Work instructions: Quote the first sentence of every turn marked PR in the typography interview below.

Selection:
MR: Do you feel this technology can satisfy the requirements for good typography?

PR: Computer-generated typesetting lacks the built-in discipline so essential to proper spacing. The limitations of metal typesetting provided the restrains for finer word spacing. On the other hand, the unlimited, variable spacing possibilities of the computer are the source of endless problems, unless the designer is a pro.

MR: Metal typesetting required greater skill because type was set “wrong reading.” Today, the computer operator sees his “proof’ on the screen as he is keyboarding.

PR: Computer composition, nevertheless, presents its own peculiar problems, especially for students, who are only potential specialists.

MR: With the arrival of desktop publishing, a typographer’s skills are being put to test. Companies are installing Macs, memos are beginning to look like ransom notes. This prompted a large corporation to rid most of the typefaces from its laser printers. How do you think this will affect the quality of typography?

PR: That kind of publishing is bad for the art of typography. It may sound fascinating to produce your own printed piece, but it will probably result in the accumulation of a Matterhorn of rubbish. Wishful thinking never took the place of experience or talent. Here’s an example why one must be discriminating in choosing the right typeface: Some students send me letters set in type so impersonal as to be indistinguishable from direct mail advertising. The old Egyptian square-serif typewriter face has a certain charm about it, and it looks like a letter, not like a printed piece.

Data entries:
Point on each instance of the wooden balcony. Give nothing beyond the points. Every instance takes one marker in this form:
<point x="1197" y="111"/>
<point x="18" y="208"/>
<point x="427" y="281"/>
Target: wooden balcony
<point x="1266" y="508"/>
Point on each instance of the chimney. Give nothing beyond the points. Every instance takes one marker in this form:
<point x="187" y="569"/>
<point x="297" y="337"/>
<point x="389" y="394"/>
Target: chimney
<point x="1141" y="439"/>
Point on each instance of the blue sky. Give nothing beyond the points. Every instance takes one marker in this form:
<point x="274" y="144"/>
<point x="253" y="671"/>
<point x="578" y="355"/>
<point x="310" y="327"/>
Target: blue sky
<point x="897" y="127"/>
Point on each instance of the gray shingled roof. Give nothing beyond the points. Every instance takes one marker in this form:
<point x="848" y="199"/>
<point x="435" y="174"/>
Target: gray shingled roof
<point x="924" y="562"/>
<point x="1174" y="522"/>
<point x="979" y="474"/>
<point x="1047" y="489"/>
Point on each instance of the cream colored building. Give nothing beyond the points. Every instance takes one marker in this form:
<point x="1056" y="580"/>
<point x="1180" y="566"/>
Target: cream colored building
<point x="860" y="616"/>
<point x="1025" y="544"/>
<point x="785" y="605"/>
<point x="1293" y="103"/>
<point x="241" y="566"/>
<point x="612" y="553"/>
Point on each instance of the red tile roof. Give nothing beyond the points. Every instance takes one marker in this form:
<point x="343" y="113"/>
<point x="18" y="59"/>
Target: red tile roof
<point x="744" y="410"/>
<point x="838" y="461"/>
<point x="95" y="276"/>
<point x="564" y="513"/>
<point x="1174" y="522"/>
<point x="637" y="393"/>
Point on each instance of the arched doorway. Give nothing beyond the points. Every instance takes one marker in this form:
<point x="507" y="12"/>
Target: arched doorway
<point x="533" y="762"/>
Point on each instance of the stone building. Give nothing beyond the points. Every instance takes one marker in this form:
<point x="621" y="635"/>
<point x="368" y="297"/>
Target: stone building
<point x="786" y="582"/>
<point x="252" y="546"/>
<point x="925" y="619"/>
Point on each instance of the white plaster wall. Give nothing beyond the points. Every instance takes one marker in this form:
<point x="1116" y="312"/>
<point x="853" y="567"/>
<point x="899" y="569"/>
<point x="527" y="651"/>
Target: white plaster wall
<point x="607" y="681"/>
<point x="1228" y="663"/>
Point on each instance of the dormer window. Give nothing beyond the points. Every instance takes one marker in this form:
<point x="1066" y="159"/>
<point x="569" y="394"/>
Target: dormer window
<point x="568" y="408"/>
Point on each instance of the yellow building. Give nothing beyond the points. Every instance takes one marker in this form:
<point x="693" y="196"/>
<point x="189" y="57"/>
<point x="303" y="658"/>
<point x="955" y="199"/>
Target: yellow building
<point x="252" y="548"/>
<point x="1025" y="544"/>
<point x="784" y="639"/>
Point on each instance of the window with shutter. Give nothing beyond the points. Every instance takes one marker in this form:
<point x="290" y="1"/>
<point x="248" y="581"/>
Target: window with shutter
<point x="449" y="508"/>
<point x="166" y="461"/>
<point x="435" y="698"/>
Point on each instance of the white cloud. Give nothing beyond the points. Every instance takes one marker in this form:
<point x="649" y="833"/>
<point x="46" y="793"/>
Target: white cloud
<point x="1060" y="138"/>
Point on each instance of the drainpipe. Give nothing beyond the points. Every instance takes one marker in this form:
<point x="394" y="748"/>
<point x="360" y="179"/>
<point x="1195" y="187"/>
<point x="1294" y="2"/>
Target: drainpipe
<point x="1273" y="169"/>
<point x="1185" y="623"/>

Full answer:
1. "Computer-generated typesetting lacks the built-in discipline so essential to proper spacing."
2. "Computer composition, nevertheless, presents its own peculiar problems, especially for students, who are only potential specialists."
3. "That kind of publishing is bad for the art of typography."